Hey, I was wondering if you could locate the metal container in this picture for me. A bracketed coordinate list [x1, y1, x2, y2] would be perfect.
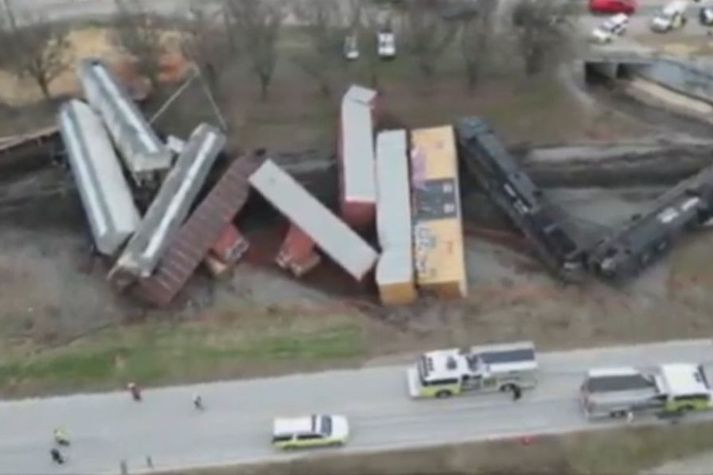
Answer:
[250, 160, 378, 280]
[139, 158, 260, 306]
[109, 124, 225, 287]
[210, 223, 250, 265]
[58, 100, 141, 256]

---

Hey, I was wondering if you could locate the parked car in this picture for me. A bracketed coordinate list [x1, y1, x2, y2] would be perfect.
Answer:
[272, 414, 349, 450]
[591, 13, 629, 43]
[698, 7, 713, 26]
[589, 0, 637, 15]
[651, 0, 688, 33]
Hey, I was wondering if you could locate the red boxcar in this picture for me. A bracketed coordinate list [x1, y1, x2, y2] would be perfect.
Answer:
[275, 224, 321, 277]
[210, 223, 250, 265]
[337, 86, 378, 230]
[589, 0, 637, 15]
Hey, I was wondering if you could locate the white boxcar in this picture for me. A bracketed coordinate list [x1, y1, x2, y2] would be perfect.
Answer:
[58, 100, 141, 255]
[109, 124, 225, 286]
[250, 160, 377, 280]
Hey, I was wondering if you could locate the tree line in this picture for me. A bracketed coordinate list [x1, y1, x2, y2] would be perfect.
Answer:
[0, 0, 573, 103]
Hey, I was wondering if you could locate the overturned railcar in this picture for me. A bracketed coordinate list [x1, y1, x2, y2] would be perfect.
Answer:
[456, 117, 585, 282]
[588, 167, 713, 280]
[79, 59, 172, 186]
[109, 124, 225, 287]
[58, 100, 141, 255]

Given task:
How many lines in the rows above contain the string "wondering"? Case counts, and the reply should be the number alone.

Reply:
6